## START
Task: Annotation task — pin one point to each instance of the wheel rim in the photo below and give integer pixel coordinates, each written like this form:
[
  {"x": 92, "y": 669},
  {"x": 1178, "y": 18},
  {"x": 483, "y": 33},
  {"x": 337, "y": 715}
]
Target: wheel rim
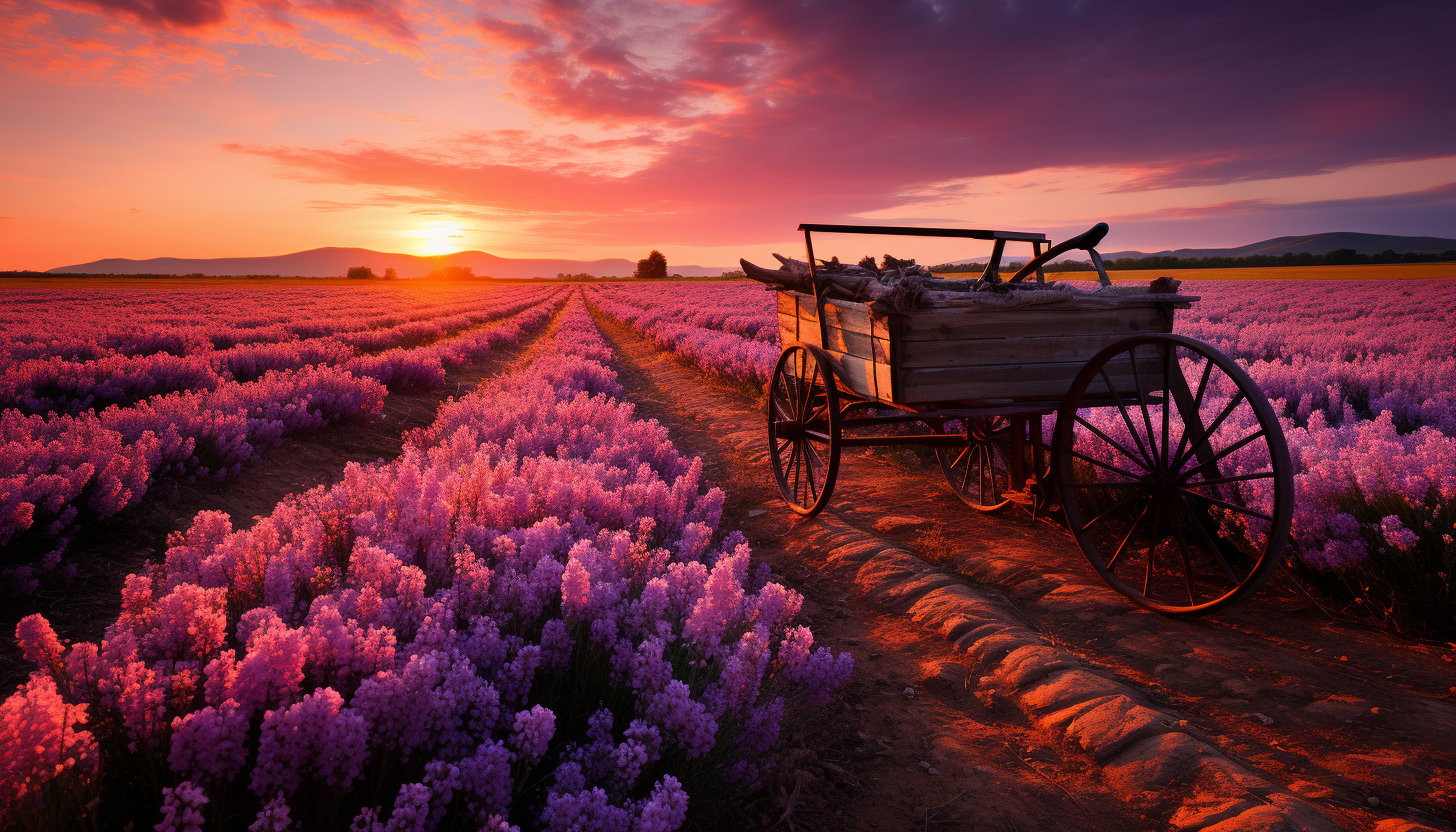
[
  {"x": 1185, "y": 507},
  {"x": 804, "y": 429},
  {"x": 979, "y": 472}
]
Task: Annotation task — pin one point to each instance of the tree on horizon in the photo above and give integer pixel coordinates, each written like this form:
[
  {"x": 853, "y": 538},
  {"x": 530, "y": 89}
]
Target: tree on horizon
[{"x": 651, "y": 267}]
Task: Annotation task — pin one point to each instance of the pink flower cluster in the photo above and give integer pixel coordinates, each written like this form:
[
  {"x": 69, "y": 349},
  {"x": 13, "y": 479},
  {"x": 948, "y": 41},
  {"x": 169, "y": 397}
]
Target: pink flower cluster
[
  {"x": 58, "y": 383},
  {"x": 529, "y": 617},
  {"x": 61, "y": 469},
  {"x": 1362, "y": 370}
]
## END
Rewrite the lines from the one containing "of the pink" through the end of the listing, inclusive, putting "pink blossom cluster" wherever "pink flower cluster" appears and keeping everything else the same.

Task: Annotation task — pin one point to each instance of the pink blossom cluster in the photo above and give integer pixel coordinates, each written like this form:
[
  {"x": 69, "y": 349},
  {"x": 13, "y": 479},
  {"x": 948, "y": 41},
  {"x": 169, "y": 397}
]
Target: pink blossom cluster
[
  {"x": 58, "y": 383},
  {"x": 529, "y": 617},
  {"x": 61, "y": 469},
  {"x": 1362, "y": 370}
]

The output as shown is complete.